■ Dokumen Sumber ■
══════════
Bagaimana dengan INKP? serupa, connecting the dots style, tapi kita bahas di lain hari deh ya

Edge yang keempat ini yang sering disebut orang – orang sebagai analisis fundamental, menggabung – gabungkan banyak informasi baik dari koran, pekerja, supplier, laporan keuangan perusahaan, laporan tahunan dan sebagainya. Padahal, menurut saya tidak harus investasi saham berbasis fundamental berada pada level analitic edge ini. Seperti pada edge kedua, analisanya hanya BBCA bagus, beli. Tetapi pastikan, kondisi market harus benar – benar depressed pada saat itu.
══════════
■ Tugas yang Dikerjakan ■
A. Salin ulang bagian tulisan tentang investasi saham mulai dari "Edge yang keempat" hingga "pada saat itu.", termasuk kedua ujungnya, tanpa mengubah apa pun.
B. Sebutkan semua sumber informasi yang disebut namanya dalam tulisan tentang investasi saham sebagai bahan yang digabungkan dalam analisis fundamental.
C. Teruskan tulisan tentang investasi saham setelah kalimat terakhirnya.
Catatan-catatan ini diambil dari sumber lain.
══════════
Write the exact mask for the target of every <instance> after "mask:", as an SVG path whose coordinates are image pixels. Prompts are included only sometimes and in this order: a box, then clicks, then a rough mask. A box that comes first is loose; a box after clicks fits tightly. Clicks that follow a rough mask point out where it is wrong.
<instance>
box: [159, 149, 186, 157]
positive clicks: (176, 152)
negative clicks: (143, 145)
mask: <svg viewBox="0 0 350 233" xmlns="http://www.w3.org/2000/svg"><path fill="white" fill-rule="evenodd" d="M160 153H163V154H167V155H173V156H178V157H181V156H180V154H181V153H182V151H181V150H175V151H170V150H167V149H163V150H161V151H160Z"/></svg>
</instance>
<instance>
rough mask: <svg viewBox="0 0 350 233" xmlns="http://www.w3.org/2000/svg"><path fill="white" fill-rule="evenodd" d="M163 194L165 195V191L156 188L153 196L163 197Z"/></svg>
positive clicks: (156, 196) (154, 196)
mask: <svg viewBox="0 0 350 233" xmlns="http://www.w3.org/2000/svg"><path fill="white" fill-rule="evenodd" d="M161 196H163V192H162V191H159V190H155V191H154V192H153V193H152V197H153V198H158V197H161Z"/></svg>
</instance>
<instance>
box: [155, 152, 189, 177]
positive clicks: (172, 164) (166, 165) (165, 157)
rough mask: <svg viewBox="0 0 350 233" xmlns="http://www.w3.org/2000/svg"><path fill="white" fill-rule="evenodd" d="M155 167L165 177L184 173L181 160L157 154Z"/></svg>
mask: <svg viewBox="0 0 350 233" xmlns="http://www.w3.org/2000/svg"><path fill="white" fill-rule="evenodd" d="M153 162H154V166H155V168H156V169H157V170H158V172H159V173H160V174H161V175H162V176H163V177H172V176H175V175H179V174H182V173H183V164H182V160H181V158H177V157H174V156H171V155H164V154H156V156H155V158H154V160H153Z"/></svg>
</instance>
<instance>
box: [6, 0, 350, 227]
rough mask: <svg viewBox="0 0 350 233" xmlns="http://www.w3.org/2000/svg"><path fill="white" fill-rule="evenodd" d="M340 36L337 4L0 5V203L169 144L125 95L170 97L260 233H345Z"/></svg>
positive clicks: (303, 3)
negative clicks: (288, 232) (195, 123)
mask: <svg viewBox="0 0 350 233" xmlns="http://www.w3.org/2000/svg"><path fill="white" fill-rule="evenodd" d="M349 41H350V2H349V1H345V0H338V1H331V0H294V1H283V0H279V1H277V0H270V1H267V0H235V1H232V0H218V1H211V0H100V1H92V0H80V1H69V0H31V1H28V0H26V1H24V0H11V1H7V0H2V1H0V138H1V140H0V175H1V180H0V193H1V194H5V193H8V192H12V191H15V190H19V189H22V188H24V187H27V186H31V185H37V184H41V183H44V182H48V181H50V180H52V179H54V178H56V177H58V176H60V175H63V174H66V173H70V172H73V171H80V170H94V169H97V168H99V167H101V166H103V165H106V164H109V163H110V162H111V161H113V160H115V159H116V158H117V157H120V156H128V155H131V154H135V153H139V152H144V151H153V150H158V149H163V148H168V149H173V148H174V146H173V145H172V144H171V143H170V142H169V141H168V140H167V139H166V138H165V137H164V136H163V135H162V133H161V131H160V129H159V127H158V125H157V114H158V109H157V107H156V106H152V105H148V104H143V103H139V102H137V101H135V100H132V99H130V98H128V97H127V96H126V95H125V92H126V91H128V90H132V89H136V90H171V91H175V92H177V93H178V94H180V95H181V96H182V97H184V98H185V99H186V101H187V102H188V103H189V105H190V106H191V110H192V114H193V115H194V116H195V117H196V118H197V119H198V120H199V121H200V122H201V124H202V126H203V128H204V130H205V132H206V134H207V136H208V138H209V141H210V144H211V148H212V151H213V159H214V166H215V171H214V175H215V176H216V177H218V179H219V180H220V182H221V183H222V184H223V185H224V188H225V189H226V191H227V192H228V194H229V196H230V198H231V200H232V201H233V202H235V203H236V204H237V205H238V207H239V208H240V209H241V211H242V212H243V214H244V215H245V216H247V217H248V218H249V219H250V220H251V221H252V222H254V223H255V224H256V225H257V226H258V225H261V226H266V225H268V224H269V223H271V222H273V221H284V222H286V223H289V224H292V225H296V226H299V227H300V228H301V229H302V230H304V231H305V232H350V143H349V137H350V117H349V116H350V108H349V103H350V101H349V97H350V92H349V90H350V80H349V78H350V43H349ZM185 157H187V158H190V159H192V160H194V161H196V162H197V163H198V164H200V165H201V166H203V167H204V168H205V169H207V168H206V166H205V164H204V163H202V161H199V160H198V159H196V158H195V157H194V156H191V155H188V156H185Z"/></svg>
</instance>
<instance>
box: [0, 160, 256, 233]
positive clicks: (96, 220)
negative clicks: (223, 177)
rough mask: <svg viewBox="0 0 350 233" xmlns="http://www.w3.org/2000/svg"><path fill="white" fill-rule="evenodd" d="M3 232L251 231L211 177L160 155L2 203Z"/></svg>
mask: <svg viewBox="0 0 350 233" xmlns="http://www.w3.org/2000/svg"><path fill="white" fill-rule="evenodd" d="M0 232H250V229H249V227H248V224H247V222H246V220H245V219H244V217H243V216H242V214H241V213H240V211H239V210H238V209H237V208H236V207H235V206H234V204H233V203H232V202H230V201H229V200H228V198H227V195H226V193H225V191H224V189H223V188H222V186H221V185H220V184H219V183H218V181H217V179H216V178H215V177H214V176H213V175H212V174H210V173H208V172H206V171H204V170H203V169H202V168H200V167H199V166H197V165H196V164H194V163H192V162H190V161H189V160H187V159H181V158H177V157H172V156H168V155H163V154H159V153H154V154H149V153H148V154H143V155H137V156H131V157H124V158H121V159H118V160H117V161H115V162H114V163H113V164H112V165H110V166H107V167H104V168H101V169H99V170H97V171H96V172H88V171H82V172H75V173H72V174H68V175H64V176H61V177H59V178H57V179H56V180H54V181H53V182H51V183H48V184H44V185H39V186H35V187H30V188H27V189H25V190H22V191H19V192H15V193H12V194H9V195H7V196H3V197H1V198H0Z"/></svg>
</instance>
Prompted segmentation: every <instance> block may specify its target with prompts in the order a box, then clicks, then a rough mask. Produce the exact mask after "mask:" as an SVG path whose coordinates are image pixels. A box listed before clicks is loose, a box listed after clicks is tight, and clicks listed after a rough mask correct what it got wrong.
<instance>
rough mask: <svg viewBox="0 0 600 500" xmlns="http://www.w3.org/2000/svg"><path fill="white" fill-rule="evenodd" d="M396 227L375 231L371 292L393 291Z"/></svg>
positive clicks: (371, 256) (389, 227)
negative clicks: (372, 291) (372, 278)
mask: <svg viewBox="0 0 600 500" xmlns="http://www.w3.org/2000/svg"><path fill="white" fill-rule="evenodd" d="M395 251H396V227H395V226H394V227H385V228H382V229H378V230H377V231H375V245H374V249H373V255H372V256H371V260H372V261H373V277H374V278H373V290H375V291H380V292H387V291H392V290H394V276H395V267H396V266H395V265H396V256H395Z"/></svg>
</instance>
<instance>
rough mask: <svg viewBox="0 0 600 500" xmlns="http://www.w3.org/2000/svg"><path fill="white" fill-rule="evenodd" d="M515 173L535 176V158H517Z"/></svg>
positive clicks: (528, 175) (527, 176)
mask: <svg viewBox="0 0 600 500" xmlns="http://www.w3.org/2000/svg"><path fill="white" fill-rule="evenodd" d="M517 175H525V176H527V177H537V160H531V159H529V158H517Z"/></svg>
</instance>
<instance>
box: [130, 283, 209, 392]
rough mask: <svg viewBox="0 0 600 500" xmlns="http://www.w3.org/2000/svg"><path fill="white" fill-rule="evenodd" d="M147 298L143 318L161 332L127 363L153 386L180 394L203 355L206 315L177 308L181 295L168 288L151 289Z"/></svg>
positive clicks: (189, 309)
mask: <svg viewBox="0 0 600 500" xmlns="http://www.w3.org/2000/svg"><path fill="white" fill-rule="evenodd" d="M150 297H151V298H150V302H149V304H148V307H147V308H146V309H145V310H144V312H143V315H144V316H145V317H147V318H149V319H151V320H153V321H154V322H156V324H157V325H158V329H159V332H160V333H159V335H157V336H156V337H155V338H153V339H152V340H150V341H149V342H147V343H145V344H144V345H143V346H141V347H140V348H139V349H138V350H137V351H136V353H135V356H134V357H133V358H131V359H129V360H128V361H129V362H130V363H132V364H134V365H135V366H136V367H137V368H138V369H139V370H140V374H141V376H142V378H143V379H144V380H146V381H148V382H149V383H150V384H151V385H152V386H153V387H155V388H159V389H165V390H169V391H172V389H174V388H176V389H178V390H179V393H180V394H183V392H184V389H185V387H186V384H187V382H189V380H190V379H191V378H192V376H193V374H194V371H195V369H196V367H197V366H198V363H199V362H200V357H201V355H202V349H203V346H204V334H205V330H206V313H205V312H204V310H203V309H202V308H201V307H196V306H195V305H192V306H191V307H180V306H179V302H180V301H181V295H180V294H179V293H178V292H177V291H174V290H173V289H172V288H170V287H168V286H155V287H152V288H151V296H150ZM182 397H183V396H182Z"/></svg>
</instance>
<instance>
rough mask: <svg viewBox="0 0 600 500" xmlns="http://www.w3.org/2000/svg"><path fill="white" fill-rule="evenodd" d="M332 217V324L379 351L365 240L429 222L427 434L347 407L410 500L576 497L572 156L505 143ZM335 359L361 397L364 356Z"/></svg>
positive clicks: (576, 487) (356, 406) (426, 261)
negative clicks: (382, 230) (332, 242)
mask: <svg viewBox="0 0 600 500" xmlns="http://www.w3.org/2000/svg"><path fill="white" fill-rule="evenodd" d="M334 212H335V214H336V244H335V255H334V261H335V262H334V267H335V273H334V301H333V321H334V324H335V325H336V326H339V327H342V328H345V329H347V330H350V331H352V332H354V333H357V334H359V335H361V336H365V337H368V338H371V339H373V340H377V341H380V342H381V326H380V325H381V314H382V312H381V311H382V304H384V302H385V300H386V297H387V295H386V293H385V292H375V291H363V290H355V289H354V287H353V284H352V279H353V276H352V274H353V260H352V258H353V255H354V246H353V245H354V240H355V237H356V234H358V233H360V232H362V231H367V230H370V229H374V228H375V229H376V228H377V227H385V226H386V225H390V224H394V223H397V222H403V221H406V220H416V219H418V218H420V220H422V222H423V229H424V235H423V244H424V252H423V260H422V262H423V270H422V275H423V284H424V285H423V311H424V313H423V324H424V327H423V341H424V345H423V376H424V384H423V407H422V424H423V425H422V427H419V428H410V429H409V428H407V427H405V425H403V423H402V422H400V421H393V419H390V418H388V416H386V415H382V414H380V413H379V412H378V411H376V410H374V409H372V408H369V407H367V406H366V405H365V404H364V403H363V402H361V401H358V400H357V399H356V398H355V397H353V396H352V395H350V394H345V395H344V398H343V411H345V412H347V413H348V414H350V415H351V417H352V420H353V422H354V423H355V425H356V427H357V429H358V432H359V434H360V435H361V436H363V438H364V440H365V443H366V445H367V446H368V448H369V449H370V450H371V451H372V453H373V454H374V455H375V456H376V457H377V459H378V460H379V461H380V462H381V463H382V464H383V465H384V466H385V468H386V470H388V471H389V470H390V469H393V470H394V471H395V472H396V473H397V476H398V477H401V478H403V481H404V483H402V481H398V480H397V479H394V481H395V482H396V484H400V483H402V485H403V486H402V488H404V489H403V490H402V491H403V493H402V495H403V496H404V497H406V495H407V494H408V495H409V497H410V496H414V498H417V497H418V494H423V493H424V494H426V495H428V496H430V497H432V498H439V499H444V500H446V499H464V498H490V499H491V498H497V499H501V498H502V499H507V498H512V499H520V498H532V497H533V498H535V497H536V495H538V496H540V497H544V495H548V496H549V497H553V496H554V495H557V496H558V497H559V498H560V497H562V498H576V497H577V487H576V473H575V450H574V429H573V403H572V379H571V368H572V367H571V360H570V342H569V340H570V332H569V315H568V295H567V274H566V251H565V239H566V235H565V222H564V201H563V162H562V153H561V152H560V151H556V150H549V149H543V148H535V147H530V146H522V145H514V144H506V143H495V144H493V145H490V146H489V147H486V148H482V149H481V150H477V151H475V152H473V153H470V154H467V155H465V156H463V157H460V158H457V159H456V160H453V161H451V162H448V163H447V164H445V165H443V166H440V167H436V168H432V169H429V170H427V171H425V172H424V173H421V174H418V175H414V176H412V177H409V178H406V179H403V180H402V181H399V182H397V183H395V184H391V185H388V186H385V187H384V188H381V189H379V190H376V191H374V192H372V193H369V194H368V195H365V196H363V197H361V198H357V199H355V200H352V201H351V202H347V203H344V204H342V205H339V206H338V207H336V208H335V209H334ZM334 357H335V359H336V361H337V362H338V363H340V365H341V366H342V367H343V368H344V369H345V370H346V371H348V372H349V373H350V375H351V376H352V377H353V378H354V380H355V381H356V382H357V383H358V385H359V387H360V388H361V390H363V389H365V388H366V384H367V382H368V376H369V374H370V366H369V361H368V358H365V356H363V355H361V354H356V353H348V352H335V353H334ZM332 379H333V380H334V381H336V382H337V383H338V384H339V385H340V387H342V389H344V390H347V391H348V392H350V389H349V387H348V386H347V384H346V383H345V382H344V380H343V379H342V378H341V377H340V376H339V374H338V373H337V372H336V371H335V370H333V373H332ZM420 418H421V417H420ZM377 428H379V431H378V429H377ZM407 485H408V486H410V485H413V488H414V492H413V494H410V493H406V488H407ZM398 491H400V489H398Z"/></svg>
══════════
■ Hasil Tiap Tugas ■
A.
Edge yang keempat ini yang sering disebut orang – orang sebagai analisis fundamental, menggabung – gabungkan banyak informasi baik dari koran, pekerja, supplier, laporan keuangan perusahaan, laporan tahunan dan sebagainya. Padahal, menurut saya tidak harus investasi saham berbasis fundamental berada pada level analitic edge ini. Seperti pada edge kedua, analisanya hanya BBCA bagus, beli. Tetapi pastikan, kondisi market harus benar – benar depressed pada saat itu.

B. koran, pekerja, supplier, laporan keuangan perusahaan, laporan tahunan

C.
Internal Edge – level 5

Internal Edge tidak lebih sulit dilakukan daripada Analitic Edge, tetapi saya merasa ini lebih sulit untuk didapatkan. Oh kalau begitu ini semacam Insider trading dong? Tidak harus, ini contohnya …

Jika kamu bekerja di UNTR misalnya, kamu akan mengenal dengan baik budaya perusahaan, kredibilitas direksi dan dewan komisarisnya, peluang usaha dari bisnis yang dijalankan dan banyak informasi yang tidak mudah untuk di akses oleh banyak orang ( terutama analis saham umumnya yang menganalisa segalanya mayoritas hanya dari angka di laporan keuangan ), inilah yang disebut dengan Internal Edge.

Fakta bahwa kamu bekerja di UNTR dan membeli saham UNTR sama sekali tidak melanggar hukum atau kode etik ( malah didukung biasanya oleh jajaran direksi dan komisaris ). Terus kenapa level 5? Apa susahnya?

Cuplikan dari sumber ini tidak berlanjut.